# Kaynak metin
◆ ◆ ◆ ◆
Yargı Kararları

ÜCRETİN İHALE ŞARTNAMESİ VEYA SÖZLEŞMESİYLE BELİRLENEBİLECEĞİ

SAYILAR

Esas No : 2023/146
Karar No : 2023/5022
Tarihi : 05.04.2023
İlgili Kanun/Madde : 4857 S. İşK/32
Yargı Yeri: T.C. YARGITAY 9. Hukuk Dairesi

Ek Başlıklar : ÜCRETİN İHALE ŞARTNAMESİ VEYA SÖZLEŞMESİYLE BELİRLENEBİLECEĞİ İHALE ŞARTNAMESİNDE ASGARİ ÜCRET BELİRLİ BİR YÜZDE FAZLASI OLARAK BELİRLENEN ÜCRETİN İHALE DÖNEMİ İLE SINIRLI OLDUĞU YENİ İHALEDE HÜKÜM BULUNMAMASI HALİNDE ASGARİ ÜCRETİN ALTINDA KALMAMASI KOŞULUYLA ÜCRET ARTIŞI YAPILMAYACAĞI

Tam Metin

İlgili Kanun / Madde
4857 S. İşK/32

T.C
YARGITAY
9. HUKUK DAİRESİ

Esas No. 2023/146
Karar No. 2023/5022
Tarihi: 05.04.2023

ÜCRETİN İHALE ŞARTNAMESİ VEYA SÖZLEŞMESİYLE BELİRLENEBİLECEĞİ
İHALE ŞARTNAMESİNDE ASGARİ ÜCRET BELİRLİ BİR YÜZDE FAZLASI OLARAK BELİRLENEN ÜCRETİN İHALE DÖNEMİ İLE SINIRLI OLDUĞU YENİ İHALEDE HÜKÜM BULUNMAMASI HALİNDE ASGARİ ÜCRETİN ALTINDA KALMAMASI KOŞULUYLA ÜCRET ARTIŞI YAPILMAYACAĞI

ÖZETİ: İhale şartname veya sözleşmesinde belirlenen ücretin etkisi ile ilgili olarak Dairemizce yeniden yapılan değerlendirmede; işçinin ihale ile belirlenen ücreti talep edebileceği, ancak bu ücretin asgari ücretle irtibatlandırılması durumunda, sonraki ihalede asgari ücretle bağlantı kurulmadığı takdirde ihalenin bitimi ile bu bağlantının kesileceği kabul edilmiştir. Diğer yandan, yeni ihalede asgari ücretle bağlantıda daha düşük bir katsayının belirlenmesi durumunda ise 4857 sayılı Kanun'un 22 nci maddesi uyarınca bu ücretin altına düşmemek kaydıyla, asgari ücretle bağlantısı kesilen önceki ücretin uygulanmasına devam edilmelidir.
◆ ◆ ◆ ◆
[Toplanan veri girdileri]
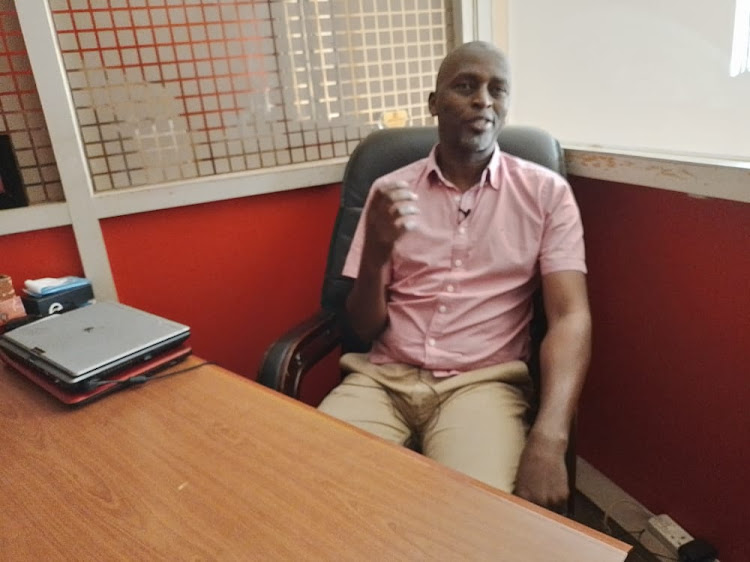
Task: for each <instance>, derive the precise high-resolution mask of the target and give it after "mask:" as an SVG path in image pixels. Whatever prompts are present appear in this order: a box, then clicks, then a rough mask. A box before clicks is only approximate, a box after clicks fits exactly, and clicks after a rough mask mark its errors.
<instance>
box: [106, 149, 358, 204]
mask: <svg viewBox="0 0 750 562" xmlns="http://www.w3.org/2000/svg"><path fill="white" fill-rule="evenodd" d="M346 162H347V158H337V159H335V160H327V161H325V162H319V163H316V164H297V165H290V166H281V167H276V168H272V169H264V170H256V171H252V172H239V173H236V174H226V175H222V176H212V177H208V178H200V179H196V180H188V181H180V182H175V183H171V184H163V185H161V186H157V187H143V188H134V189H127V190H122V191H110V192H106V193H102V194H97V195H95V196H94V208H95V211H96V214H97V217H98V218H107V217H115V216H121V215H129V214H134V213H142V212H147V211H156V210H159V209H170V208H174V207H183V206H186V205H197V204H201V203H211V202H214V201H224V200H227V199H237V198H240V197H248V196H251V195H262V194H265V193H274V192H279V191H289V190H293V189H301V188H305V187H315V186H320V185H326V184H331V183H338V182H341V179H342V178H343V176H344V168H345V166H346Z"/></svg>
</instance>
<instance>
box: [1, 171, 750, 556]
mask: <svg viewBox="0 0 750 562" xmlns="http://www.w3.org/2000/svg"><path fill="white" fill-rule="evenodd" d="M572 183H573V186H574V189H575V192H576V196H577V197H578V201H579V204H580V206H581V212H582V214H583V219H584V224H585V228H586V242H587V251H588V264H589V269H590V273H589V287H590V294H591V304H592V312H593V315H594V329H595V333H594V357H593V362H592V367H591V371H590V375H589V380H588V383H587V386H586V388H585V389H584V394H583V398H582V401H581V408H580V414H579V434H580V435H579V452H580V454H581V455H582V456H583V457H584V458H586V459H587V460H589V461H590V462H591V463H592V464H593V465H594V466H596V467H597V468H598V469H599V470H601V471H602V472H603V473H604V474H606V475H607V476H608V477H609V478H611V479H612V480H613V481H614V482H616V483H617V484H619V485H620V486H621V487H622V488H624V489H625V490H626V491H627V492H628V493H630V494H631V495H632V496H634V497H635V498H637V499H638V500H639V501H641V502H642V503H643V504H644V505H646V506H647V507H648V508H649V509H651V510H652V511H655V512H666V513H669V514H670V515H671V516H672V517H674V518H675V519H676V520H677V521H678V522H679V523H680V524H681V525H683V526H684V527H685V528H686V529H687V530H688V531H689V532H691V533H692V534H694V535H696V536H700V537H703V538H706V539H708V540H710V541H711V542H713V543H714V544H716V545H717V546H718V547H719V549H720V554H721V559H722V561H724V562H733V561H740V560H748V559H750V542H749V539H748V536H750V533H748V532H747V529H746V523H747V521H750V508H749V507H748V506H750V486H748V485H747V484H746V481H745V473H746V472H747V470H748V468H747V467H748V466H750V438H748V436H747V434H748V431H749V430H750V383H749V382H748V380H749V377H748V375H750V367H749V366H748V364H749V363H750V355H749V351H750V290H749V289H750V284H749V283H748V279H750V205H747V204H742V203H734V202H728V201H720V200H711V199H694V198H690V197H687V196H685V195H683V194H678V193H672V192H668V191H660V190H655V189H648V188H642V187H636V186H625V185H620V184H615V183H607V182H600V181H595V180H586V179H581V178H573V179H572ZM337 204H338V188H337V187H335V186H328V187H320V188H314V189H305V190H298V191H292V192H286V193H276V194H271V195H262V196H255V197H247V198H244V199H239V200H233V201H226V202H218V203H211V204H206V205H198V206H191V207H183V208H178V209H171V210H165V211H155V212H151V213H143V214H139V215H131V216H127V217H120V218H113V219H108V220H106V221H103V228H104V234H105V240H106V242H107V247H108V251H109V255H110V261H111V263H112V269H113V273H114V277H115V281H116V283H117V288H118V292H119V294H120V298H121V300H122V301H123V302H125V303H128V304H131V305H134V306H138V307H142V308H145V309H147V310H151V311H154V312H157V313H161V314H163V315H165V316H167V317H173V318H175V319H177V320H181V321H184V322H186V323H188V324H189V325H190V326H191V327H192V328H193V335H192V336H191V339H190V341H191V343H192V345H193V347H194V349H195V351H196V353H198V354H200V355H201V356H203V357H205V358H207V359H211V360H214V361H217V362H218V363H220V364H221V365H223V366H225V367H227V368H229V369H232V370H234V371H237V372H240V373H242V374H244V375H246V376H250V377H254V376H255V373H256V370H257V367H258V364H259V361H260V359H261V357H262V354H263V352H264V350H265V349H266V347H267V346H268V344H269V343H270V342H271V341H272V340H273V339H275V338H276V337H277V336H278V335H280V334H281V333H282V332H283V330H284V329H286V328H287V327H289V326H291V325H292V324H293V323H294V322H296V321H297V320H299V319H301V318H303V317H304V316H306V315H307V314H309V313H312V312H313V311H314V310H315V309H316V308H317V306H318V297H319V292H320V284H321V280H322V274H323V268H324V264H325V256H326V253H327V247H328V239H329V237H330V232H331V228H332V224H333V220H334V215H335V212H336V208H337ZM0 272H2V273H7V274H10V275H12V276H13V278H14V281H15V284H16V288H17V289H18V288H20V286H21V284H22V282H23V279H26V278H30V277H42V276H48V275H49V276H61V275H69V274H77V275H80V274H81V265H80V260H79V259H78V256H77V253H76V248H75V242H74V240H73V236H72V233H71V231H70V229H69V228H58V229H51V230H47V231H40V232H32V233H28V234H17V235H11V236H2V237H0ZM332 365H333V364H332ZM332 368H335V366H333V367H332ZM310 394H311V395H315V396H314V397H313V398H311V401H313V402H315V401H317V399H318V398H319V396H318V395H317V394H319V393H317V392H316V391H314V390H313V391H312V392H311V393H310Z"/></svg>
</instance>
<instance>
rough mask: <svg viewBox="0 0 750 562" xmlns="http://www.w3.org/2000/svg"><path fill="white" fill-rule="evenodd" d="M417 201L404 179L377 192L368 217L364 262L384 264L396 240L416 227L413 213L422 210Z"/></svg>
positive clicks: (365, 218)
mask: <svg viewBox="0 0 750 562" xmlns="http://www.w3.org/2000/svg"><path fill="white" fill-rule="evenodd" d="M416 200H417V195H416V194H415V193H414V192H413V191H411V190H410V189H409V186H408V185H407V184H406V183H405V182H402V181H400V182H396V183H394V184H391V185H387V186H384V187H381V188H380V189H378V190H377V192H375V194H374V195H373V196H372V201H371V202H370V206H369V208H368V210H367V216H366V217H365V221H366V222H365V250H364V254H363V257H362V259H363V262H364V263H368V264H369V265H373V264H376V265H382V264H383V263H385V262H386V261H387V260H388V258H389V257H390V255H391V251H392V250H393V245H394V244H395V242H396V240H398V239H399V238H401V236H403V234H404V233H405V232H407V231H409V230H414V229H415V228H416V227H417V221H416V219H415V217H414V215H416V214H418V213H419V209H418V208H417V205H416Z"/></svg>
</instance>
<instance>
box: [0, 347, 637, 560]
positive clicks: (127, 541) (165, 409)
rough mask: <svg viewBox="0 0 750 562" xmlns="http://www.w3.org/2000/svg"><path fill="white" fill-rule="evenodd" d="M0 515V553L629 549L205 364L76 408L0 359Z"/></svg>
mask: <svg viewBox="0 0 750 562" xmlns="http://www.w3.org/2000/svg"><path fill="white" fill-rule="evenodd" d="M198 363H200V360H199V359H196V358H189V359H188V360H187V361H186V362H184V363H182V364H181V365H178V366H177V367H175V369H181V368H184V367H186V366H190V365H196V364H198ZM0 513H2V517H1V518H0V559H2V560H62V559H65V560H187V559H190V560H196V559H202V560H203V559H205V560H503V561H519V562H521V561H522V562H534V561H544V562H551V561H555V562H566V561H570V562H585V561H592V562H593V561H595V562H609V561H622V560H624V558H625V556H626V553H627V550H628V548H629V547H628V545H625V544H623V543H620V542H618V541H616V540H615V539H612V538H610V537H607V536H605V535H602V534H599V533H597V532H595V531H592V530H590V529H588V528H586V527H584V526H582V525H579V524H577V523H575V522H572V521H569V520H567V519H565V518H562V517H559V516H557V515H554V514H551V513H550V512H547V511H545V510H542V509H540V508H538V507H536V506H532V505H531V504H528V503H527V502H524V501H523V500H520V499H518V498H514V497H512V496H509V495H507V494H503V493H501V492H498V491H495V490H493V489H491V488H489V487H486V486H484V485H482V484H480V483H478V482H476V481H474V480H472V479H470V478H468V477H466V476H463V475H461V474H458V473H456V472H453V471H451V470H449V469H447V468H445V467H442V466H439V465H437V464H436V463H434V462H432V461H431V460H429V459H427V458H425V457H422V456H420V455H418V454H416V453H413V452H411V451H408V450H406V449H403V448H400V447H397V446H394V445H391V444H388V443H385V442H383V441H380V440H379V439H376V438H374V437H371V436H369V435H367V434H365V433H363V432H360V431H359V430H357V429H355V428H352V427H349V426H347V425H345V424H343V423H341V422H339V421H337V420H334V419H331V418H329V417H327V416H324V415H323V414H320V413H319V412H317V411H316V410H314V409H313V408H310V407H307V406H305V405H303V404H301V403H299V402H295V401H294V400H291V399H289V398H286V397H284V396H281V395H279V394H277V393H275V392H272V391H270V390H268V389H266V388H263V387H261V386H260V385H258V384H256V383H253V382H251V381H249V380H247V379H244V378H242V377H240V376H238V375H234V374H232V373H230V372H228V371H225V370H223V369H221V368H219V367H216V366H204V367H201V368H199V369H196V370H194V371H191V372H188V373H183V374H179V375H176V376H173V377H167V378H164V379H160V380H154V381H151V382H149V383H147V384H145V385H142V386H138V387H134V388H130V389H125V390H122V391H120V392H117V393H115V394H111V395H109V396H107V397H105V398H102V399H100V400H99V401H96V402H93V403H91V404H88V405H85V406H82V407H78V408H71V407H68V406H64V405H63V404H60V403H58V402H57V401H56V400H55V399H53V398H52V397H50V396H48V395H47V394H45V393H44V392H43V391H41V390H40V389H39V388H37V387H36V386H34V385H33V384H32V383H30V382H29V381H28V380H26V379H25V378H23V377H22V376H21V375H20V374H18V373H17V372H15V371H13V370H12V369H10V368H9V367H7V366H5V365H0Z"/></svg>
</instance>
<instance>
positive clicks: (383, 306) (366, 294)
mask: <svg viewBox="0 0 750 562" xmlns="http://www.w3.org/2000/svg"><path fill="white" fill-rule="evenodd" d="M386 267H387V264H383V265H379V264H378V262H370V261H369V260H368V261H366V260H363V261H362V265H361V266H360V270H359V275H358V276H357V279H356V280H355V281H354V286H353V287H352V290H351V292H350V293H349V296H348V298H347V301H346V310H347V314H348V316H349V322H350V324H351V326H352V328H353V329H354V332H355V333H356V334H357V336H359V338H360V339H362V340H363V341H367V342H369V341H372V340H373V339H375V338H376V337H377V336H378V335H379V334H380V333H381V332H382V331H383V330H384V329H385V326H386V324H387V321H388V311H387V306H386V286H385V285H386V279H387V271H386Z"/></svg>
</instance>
◆ ◆ ◆ ◆
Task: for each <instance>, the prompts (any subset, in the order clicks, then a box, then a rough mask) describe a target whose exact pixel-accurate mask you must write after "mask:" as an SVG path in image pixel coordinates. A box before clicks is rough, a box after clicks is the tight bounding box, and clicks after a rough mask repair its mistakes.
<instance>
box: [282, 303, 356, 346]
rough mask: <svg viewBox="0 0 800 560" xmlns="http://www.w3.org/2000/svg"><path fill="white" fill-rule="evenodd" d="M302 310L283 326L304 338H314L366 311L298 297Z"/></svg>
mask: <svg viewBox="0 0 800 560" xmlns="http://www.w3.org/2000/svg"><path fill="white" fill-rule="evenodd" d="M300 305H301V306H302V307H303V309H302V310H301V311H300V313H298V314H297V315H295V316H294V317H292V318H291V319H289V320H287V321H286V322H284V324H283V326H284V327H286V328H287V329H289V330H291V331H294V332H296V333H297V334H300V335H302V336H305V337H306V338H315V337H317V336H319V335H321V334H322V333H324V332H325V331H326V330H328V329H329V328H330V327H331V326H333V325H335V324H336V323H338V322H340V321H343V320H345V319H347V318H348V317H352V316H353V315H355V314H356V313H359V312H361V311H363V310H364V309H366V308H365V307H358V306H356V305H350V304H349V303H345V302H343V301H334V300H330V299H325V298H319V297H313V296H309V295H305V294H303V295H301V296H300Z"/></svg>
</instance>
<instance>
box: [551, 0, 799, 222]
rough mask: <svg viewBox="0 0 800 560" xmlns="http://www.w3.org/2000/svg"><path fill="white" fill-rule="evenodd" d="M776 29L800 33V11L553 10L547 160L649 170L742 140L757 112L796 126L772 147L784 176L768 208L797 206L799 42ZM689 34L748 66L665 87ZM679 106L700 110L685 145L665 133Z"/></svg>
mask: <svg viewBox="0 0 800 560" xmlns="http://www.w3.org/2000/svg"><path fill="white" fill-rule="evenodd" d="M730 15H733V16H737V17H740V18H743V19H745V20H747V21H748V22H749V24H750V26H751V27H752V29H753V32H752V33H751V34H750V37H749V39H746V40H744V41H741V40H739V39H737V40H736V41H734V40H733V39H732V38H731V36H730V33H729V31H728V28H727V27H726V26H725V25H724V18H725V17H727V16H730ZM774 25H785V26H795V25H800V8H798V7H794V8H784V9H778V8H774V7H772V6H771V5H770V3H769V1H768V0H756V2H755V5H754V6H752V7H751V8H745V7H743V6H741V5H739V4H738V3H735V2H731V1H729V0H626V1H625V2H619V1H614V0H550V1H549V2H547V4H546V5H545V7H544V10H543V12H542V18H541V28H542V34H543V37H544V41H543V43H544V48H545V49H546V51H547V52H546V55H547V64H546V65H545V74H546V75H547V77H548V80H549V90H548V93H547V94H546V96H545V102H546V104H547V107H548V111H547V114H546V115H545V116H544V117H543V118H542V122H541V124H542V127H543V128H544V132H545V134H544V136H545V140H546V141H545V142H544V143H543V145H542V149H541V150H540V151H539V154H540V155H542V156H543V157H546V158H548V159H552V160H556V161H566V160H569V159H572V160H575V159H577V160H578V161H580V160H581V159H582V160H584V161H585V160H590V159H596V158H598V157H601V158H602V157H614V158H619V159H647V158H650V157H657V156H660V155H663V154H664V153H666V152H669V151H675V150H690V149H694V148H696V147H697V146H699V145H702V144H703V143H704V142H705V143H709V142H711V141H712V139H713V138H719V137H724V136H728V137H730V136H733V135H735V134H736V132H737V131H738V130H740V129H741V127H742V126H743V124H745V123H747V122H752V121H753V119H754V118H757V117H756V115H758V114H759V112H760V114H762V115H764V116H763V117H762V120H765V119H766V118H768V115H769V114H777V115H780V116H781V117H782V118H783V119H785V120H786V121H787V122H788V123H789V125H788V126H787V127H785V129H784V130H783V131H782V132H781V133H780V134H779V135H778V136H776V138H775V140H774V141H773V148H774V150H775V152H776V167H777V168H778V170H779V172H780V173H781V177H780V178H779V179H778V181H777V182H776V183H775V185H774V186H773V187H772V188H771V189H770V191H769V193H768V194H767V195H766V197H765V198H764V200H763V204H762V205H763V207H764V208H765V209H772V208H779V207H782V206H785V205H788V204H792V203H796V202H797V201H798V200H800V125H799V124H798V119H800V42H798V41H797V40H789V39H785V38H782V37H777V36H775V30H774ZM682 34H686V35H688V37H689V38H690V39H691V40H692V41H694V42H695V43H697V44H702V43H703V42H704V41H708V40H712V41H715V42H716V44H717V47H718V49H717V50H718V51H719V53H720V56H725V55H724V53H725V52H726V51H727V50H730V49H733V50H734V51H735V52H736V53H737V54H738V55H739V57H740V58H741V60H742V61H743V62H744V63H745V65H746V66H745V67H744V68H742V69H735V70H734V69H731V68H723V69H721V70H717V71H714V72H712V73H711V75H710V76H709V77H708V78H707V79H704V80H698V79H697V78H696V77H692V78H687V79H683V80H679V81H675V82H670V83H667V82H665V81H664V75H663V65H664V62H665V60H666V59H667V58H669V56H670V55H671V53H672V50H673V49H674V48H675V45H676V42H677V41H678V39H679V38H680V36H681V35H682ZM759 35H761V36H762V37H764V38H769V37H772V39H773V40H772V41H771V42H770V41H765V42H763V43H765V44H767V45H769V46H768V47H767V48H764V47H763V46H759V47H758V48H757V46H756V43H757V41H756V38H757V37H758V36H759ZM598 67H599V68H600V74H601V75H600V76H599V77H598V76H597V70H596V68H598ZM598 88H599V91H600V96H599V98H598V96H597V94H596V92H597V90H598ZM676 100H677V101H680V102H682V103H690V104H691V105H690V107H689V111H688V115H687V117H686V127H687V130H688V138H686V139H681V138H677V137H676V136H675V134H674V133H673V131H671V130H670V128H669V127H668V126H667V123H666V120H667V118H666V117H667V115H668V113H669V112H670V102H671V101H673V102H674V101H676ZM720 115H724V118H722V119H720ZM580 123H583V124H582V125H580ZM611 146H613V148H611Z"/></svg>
◆ ◆ ◆ ◆
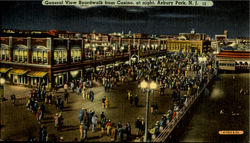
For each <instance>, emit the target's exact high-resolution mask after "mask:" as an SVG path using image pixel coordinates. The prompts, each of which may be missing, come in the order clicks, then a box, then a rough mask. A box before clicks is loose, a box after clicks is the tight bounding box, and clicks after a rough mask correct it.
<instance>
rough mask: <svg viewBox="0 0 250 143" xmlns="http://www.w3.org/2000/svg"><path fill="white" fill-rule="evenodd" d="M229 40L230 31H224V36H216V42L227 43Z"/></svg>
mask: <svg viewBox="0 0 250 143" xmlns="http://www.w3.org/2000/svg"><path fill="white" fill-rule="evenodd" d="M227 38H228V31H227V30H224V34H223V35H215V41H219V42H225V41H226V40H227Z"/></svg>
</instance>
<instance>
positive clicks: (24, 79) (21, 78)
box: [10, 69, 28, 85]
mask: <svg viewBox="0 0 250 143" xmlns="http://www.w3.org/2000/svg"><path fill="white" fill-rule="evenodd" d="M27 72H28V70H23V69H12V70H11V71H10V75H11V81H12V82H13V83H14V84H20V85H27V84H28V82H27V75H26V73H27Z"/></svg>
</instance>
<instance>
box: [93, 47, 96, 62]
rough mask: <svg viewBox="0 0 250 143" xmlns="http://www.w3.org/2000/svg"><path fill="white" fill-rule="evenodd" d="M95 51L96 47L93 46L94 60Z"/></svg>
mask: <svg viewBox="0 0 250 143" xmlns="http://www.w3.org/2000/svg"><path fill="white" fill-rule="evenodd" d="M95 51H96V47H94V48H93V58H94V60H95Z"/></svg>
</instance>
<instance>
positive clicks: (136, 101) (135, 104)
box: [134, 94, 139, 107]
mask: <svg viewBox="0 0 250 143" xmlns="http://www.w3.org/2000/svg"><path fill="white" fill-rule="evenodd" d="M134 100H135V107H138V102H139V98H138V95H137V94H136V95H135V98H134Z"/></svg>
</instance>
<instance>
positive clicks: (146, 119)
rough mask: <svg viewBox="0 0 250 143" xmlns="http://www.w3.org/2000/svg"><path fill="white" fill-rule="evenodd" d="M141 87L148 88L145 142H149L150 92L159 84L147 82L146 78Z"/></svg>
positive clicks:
◆ ◆ ◆ ◆
# Görevin kapsamı
Yargı kararına dayanarak şu soruları cevaplayın:
1. Kararın esas numarası nedir?
2. Karar hangi yargı yerince verilmiştir?
3. Özete göre yeni ihalede asgari ücretle bağlantıda daha düşük bir katsayı belirlenirse, önceki ücretin uygulanmasına hangi kanunun hangi maddesi uyarınca devam edilmelidir?

# Yazılı çözüm
1. 2023/146
2. T.C. Yargıtay 9. Hukuk Dairesi
3. 4857 sayılı Kanun'un 22 nci maddesi